● Dataset:
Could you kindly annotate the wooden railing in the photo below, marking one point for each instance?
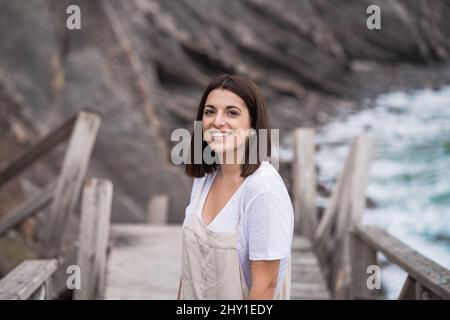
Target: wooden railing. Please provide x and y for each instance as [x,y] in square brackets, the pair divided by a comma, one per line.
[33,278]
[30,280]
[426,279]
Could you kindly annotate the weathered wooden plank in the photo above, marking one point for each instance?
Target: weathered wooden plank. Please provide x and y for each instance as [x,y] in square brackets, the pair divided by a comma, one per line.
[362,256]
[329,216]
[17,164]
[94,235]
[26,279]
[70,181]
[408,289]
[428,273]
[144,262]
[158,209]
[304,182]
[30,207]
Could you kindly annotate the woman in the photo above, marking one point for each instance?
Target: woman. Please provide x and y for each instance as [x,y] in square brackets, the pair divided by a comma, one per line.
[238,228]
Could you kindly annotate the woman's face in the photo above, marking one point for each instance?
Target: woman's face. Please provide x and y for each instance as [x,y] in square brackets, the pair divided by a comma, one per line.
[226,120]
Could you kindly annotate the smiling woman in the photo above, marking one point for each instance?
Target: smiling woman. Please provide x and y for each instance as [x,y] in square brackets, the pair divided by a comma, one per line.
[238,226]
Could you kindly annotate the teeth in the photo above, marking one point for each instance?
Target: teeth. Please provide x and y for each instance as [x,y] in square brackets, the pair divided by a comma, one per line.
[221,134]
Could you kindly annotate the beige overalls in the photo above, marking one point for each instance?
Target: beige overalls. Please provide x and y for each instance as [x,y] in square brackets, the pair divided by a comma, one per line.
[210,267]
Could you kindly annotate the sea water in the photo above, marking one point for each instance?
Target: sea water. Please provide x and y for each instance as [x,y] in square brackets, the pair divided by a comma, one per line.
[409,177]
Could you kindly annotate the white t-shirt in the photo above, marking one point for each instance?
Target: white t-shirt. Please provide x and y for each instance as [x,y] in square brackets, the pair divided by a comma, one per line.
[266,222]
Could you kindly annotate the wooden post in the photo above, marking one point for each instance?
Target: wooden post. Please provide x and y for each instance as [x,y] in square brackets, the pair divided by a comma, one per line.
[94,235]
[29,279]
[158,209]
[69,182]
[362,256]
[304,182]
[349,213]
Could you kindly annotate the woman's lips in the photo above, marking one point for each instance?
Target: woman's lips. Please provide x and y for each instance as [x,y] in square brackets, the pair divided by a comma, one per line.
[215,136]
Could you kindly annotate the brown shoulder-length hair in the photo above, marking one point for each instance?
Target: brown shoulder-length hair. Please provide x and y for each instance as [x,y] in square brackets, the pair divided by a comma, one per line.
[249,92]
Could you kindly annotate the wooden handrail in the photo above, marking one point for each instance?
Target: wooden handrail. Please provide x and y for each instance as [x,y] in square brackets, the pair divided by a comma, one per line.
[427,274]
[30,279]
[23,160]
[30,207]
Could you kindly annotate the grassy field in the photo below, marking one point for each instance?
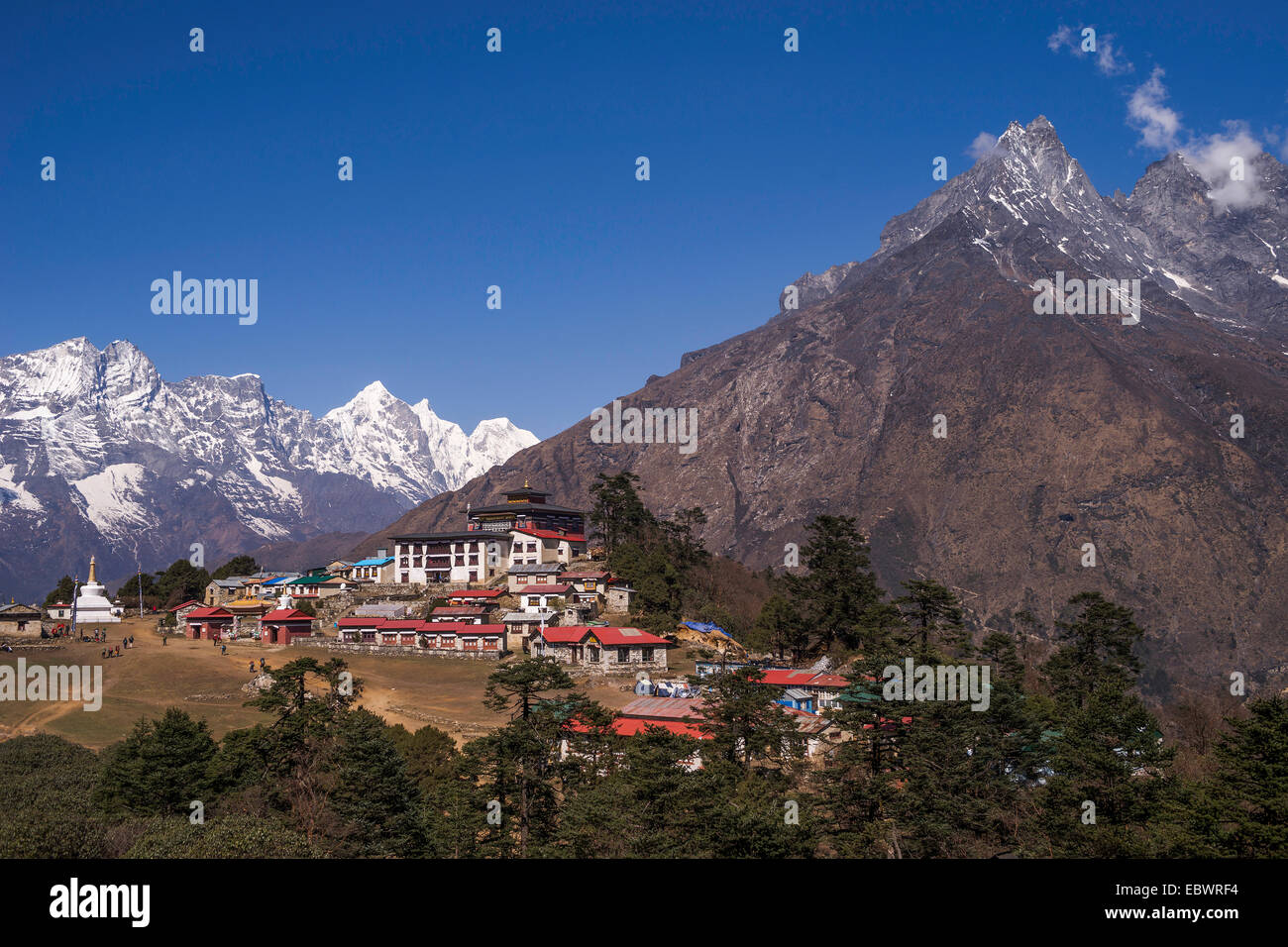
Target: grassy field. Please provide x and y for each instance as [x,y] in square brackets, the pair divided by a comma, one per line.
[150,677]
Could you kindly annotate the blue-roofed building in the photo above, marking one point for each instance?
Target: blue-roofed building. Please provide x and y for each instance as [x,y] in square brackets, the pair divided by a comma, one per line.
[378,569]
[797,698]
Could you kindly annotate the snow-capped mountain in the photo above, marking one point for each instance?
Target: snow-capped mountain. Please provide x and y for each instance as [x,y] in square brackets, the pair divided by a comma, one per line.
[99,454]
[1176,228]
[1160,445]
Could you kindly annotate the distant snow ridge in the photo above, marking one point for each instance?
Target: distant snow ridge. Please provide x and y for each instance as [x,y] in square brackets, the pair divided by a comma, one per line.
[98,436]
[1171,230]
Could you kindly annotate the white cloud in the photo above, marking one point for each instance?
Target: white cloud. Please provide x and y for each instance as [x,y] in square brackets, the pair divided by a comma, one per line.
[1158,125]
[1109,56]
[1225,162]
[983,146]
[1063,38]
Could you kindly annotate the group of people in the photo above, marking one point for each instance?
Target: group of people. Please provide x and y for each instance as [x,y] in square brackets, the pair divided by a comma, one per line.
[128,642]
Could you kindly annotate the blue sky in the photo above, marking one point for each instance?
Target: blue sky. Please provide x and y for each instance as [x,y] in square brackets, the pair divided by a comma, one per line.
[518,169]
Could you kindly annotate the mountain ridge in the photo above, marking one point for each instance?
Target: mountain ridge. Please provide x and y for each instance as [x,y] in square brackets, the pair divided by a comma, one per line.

● Required work:
Rewrite all the entries with "kindly" replaced by "please" everywhere and everything else unchanged, leaving out the pictures.

● Reply:
Could you please annotate the wooden railing in the photo below, marking one point for each instance?
Target: wooden railing. Please provide x and y for each instance as [x,y] in square brackets, the pair divided by a comma, one per line.
[33,278]
[30,280]
[426,279]
Could you please annotate the weathered wooden plank in the photo above, marking one point for each instance?
Target: weathered wooden plank. Please provide x and y for each instance as [x,y] in square brackets, the pair divided by a comma, one per line.
[362,256]
[329,216]
[17,164]
[94,235]
[26,279]
[70,181]
[408,289]
[428,273]
[144,262]
[158,209]
[304,182]
[30,207]
Could you please annotate the woman in the photo above, marking one point for each instance?
Target: woman. Please provide x and y for each instance as [x,y] in square brackets, the pair divided by a comma, one per line.
[238,228]
Could you please annotate the woman's face in the photo above, marking one point for each instance?
Target: woman's face. Please provide x and y for each instance as [x,y] in square brackets, the pair divided by a comma, one per line.
[226,120]
Could you please annotate the smiling woman in the photo above, marking one point for each instance?
Target: smiling woman. Please provide x and y for each instance as [x,y] in square brackets, the pair divided by a comma, one per line.
[238,226]
Could you please annotate the teeth in the photo above, marking one point for each instance?
Target: teeth. Please provide x and y for each instance as [x,y] in square brackets, the pair divided by a comma, one per line.
[221,134]
Could you please annotate the beige overalls in the photo above, marking one point for each instance?
Target: beige overalls. Please provide x and y for each instance as [x,y] in square brackets, the pair divided by a comma, one per line.
[210,267]
Could you please annotate the sea water in the photo above, marking one point for each instance?
Target: sea water. Please provide x and y for each instance as [x,y] in square brackets, the pair divided by a comma, one per line.
[409,177]
Could you please annotate the white t-shirt in the photo above, marking one point for each instance?
Target: white t-shirt. Please provide x and y for each instance as [x,y] in square brackets, the pair divided by a comma, one per line.
[266,222]
Could you please annotate the wooden post in the photo above, marking one point for each instance?
Target: wooden post. Please provide x and y for each instance as [x,y] in square brackets, the pair divided by a comma, one per line.
[94,235]
[29,279]
[158,209]
[69,182]
[362,256]
[304,182]
[349,213]
Could you please annotate the woman's lips in the photo above, marking one point for each instance?
Target: woman's lips. Please provide x and y for each instance as [x,y] in square brackets, the pair divided by a comma, one per line.
[215,136]
Could you please annotate the brown shoulder-length hair in the photo above, marking one point for each instance?
Target: brown shoulder-length hair. Please provide x and y for each instance as [x,y] in square brackets, the pair divided by a comma, one per line.
[249,92]
Could you please annotate the wooden handrail in the photo above, marking one point for each instance?
Target: wooden handrail. Please provide x and y for each instance as [x,y] in square brackets, the pair divided by a comma, one per line.
[427,274]
[30,279]
[23,160]
[30,207]
Could you please annotate the grassy field in the photo below, marking one point for each instance?
Target: grassy field. Please provide x and y for each instance as [x,y] in square brackets, the pair divided by a comma, one per line.
[150,677]
Could you please annotate the blue-roofed building in the photo above, marking one point for each instance?
Target: blue-roofed building. Please provide x and y for each instance as [x,y] in square brackets, the pair divided by a comma, one per line.
[378,569]
[797,698]
Could you please annotate the snow-capped mountain in the photo above, marking one point for each instance?
Target: snow-capped mountain. Please provide x and y for each instance as [x,y] in square brackets, the pair divided by a comma, one per line.
[99,454]
[1176,228]
[1160,445]
Could you please annotate the distant snow ridge in the photo above, marking one point for each instance?
Target: distant snow ridge. Please provide x and y for each instance as [x,y] in square brackets, the pair divided by a comma, one per line.
[98,436]
[1171,230]
Could you please annotate the white cloud in the photo above, marking one point for each instance?
Target: white cloud. Please provide x and y for each instance as [x,y] in square brackets, the pair divided by a comma, one per line.
[1158,125]
[1109,56]
[1225,162]
[983,146]
[1063,38]
Could you please annotate the group of people in the photo above, marking one point for each instance?
Target: group of people. Please provide x and y for each instance as [x,y] in square brackets, the pair divided by a comma, one per line.
[128,642]
Could you please annotate the blue sky in the photo above, marking one point for each instance?
Target: blue sky. Please provide x and y for each instance as [x,y] in square brackets, the pair divided by a comma, one per line.
[518,169]
Could you please annotate the mountain ridge in the photo above, marking one point for each instance?
Target: mountain ridge. Please provide x and y for each instance as [x,y] in square brackets, the pair divided by a comma, one per line.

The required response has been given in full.